What follows is a set of entries. Repeat them exactly, but not their pictures.

### [SUPPLIED DATA]
■ ■ ■ ■

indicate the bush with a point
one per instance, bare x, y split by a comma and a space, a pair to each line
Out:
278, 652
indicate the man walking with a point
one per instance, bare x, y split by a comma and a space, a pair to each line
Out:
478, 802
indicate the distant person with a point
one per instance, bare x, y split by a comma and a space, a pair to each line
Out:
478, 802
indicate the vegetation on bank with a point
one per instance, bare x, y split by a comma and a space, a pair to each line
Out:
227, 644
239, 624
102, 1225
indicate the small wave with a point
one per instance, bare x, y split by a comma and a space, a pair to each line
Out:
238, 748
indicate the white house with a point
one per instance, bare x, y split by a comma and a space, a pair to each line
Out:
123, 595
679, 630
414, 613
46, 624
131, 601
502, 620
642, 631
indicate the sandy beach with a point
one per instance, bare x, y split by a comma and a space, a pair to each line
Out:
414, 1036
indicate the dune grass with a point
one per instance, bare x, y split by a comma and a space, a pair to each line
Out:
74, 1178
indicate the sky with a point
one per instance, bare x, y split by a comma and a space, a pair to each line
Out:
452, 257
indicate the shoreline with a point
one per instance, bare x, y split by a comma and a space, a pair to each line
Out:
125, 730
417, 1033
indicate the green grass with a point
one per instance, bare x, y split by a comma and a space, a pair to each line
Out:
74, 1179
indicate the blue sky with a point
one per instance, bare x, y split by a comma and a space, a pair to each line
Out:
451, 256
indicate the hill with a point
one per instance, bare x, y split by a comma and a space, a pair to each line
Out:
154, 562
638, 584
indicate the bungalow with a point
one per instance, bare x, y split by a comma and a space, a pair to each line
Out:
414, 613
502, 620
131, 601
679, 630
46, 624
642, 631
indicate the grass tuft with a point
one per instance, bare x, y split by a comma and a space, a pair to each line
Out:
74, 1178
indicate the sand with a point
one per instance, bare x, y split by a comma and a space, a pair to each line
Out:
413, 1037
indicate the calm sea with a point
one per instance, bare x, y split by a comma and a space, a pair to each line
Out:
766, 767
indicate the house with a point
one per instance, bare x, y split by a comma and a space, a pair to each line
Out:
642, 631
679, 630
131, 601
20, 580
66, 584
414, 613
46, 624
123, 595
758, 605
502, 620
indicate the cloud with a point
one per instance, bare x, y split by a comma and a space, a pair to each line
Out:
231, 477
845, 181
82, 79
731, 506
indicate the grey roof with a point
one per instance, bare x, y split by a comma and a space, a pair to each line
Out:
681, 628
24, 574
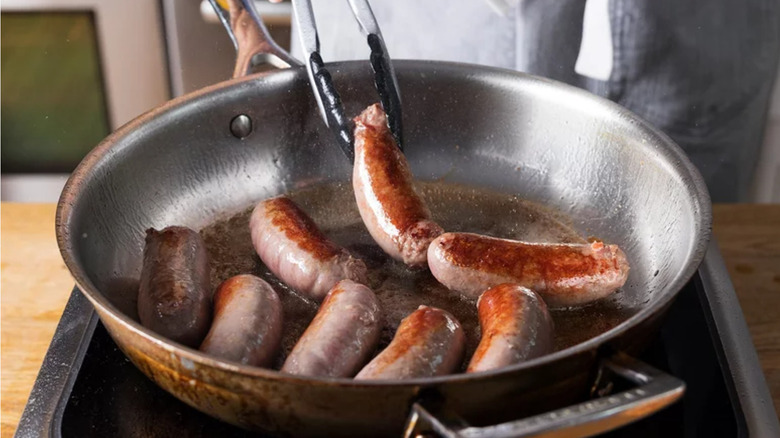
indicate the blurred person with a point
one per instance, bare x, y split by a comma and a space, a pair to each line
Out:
702, 71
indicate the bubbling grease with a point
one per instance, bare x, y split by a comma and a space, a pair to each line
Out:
401, 290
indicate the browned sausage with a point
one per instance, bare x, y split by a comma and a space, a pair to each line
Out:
394, 214
563, 274
515, 327
174, 297
429, 342
247, 323
296, 251
342, 335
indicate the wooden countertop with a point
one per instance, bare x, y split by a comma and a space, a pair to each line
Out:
36, 285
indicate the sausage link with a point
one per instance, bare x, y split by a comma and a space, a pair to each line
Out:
515, 327
174, 296
342, 335
247, 325
429, 342
563, 274
394, 214
296, 251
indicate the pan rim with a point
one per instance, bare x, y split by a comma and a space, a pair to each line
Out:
106, 148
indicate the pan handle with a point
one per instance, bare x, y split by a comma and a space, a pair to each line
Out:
254, 46
655, 391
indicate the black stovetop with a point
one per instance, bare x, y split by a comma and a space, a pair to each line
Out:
87, 388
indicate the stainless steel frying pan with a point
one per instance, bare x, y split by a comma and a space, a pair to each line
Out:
220, 149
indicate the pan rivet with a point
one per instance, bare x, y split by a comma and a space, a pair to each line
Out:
241, 126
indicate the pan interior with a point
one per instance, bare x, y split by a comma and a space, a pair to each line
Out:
399, 289
525, 138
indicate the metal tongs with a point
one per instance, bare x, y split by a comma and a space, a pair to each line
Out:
239, 17
328, 100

■ ■ ■ ■

### [ANSWER BELOW]
indicate the bush with a point
one per instance, bare x, y split by a comma and a space, a pair to each line
Out:
278, 652
indicate the man walking with a point
one per instance, bare x, y split by a comma and a space, a pair to each line
Out:
478, 802
indicate the distant person with a point
one per instance, bare x, y split by a comma and a space, a pair to each line
Out:
478, 802
indicate the vegetation on bank with a point
one per instance, bare x, y split by a comma and a space, a pair to each line
Out:
227, 644
239, 624
102, 1225
indicate the small wave with a point
one per instance, bare x, y split by a comma and a space, a pair to each line
Out:
238, 748
indicate the white house with a point
one per instance, bare x, y split by a comma and a space, a pair to each line
Out:
123, 595
679, 630
414, 613
46, 624
131, 601
502, 620
642, 631
indicate the sandy beach with a point
one per instance, bare x, y split by a comma and a space, a pair to each line
Out:
414, 1036
indicate the dune grass with a point
one per instance, bare x, y split by a comma and a space, a pair to each line
Out:
74, 1178
indicate the sky with a point
one per instance, bare x, y split by a comma and a space, a pair to each line
Out:
452, 257
indicate the shoreline with a point
one per instance, bare x, y split by a comma and a space, a pair to each line
Out:
125, 730
417, 1033
indicate the green grass with a point
one per instance, bare x, y split by a comma and a space, a pair to each line
Out:
74, 1179
indicate the blue sky with a point
one per instance, bare x, y split by a comma and a space, a pair to each line
Out:
451, 256
indicate the hill with a point
one per instance, bare x, y split by a comma and a space, a pair to each line
Out:
154, 562
638, 584
indicate the bungalow with a point
one per instance, bare x, y split by a comma and a space, a pair to each line
Out:
414, 613
502, 620
131, 601
679, 630
46, 624
642, 631
indicate the grass tuft with a point
one per instance, bare x, y split by a comma and a space, a pair to each line
Out:
74, 1178
indicate the sand with a point
one per instance, bare x, y split by a comma and a space, a pair to each line
Out:
413, 1037
indicate the calm sea with a point
one per instance, bare x, y split by a comma and a space, a pair to each line
Out:
766, 767
indicate the house with a point
one per instance, bare x, y split by a comma and a space, a pair to each line
Out:
642, 631
679, 630
131, 601
20, 580
66, 584
414, 613
46, 624
123, 595
758, 605
502, 620
indicate the cloud with a point
one per instance, bare x, y split by a comma and a space, a pair to each line
Out:
231, 477
845, 181
82, 79
731, 506
indicate the grey roof with a point
one per instance, bare x, y split by a comma and a space, a pair to each line
Out:
681, 628
24, 574
indicate the blurred person with a point
one per instance, bare x, y split by a comma and a space, a pair to each line
Out:
702, 71
indicate the bubbling grease with a point
one per instance, bare x, y split by a comma and a space, a pair to each line
Out:
401, 290
indicate the browned sausage with a point
one per instance, bare x, y split by a comma and a space, a pair to each line
Out:
394, 214
563, 274
515, 327
174, 297
429, 342
247, 323
296, 251
342, 335
indicate the wooden countertop with a point
one per instance, bare x, y split by a comma and a space, a pair to each line
Out:
36, 285
indicate the sausage link with a point
one per instance, bare x, y split by a comma and a space, a pair to each line
Out:
515, 327
174, 296
342, 335
247, 325
429, 342
563, 274
394, 214
296, 251
indicate the pan rim with a point
one per instance, bare x, y split by a comma and a space, a pair to each line
Out:
106, 148
indicate the pan handle with a point
one per instance, bare x, y split by a comma and a space, a pair to each line
Out:
254, 46
655, 391
indicate the black stovetop with a point
one per instance, bare x, y split by a comma and a space, a pair to each line
Out:
87, 388
indicate the stainless steel frying pan with a point
one per instance, bare x, y split by a comma and a space, a pair to each line
Out:
220, 149
indicate the pan rivet with a point
one per instance, bare x, y split by a comma and a space, a pair to each line
Out:
241, 126
indicate the pan interior with a point
one per instance, bare x, y split by a comma and a space, a pair to each line
Out:
399, 289
525, 138
indicate the metal tongs with a point
one per instance, bare x, y split by a comma and a space, a pair to each line
Out:
239, 17
328, 100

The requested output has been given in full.